Они оба — муж и жена, — очень интеллигентные люди, создатели одной из самых популярных в Петербурге гимназий и детского сада. Большевики, полуразрушив заведение, превратив его в «большевистскую школу», оставили чету Ш. заведующими.
Кстати еще о большевистских школах. Это, с известной точки зрения, самое отвратительное из большевистских деяний. Разрушение вперед, изничтожение будущих поколений. Не говоря уже о детских телах (что уж говорить, и так ясно!) — но происходит систематическое внутреннее разлагательство. Детям внушается беззаконие и принцип «силы, как права». Фактически дети превращены в толпу хулиганов. Разврат в этих школах — такой, что сам Горький плюет и ужасается, я уже писала.
Девочки 12-13 лет оказываются беременными или сифилитичками. Ведь бывшие институты и женские гимназии механически, сразу, сливают с мужскими школами и с уличной толпой подростков, всего повидавших — юных хулиганов, — вот общий, первый принцип создания «нормальной» большевистской школы. Никакого «ученья» в этих школах не происходит, да и не может происходить, кроме декоративного, для коммунистов-контролеров, которые налетают и зорко следят: ведется ли школа в коммунистическом духе, поют ли дети «Интернационал» и не висит ли где в углу забытая икона. Насчет ученья — большевики, кажется, и сами понимают, что нельзя учиться 1) без книг, 2) без света, 3) в температуре, в которой замерзают чернила, 4) с распухшими руками и ногами, обернутыми тряпками, 5) с теми жалкими отбросами, которые посылаются раз в день в школу (знаменитое большевистское «питание детей!») и, наконец, с малым количеством обалделых, беспомощных, качающихся от голода учительниц, понимающих одно: что ничего решительно тут нельзя сделать. Просто — служба; проклятая «советская» служба — или немедленная гибель. Учителей нет совершенно естественно: старые умерли, все более молодые мобилизованы.
Американцев бы сюда, так заботящихся о детях, что даже протестовавших против блокады: бедным большевичкам, мол, самим кушать нечего, и то они у себя последний кусок вырывают, чтобы деток попитать; снимите, злые дяди, блокаду и расцветут бедные «красные» детки бывшей России!.. Кажется и мистер Гуд, разъезжающий в императорском поезде Троцкого и кушающий там свежую икру, лепетал что-то в этом роде.
Ну, да все равно. Бог с ней и с Америкой. Какая там Америка! Далеко Америка! И довольно об этом. Скажу еще только, что случай позволил мне наблюдать внешнюю и внутреннюю жизнь «советских школ» очень близко и что все, что я говорю, я говорю ответственно и с полным знанием дела. Я имею осязательные фактические данные и — полное беспристрастие, ибо лично тут никак не заинтересована. Все дети для меня равны. Ибо всякий человек должен придти в такой же бездонный ужас, как и я, — если он только действительно увидит, своими глазами, то, что вижу я.

Извлечённые данные:

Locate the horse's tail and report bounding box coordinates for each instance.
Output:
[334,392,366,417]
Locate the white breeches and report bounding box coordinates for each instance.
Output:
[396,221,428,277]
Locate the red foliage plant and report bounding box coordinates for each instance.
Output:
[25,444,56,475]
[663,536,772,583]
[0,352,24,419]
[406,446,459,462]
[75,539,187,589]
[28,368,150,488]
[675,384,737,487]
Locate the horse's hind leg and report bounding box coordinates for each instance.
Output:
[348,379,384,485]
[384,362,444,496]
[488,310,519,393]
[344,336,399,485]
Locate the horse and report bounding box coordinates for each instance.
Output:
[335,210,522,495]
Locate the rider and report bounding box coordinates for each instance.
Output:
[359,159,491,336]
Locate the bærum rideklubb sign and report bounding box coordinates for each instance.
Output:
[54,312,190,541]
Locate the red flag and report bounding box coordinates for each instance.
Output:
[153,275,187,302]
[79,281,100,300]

Что сделать:
[a] Можете дословно повторить отрывок из текста о большевистских школах от слов «Кстати еще о» до слов «я уже писала.» включительно?
[b] Ответьте на вопросы по тексту о большевистских школах.
(i) Кем большевики оставили чету Ш.?
(ii) Почему, согласно тексту, учителей нет?
(iii) В каком поезде разъезжает мистер Гуд?

Ответы:
[a]
Кстати еще о большевистских школах. Это, с известной точки зрения, самое отвратительное из большевистских деяний. Разрушение вперед, изничтожение будущих поколений. Не говоря уже о детских телах (что уж говорить, и так ясно!) — но происходит систематическое внутреннее разлагательство. Детям внушается беззаконие и принцип «силы, как права». Фактически дети превращены в толпу хулиганов. Разврат в этих школах — такой, что сам Горький плюет и ужасается, я уже писала.

[b]
(i) Заведующими.
(ii) Старые умерли, а все более молодые мобилизованы.
(iii) В императорском поезде Троцкого.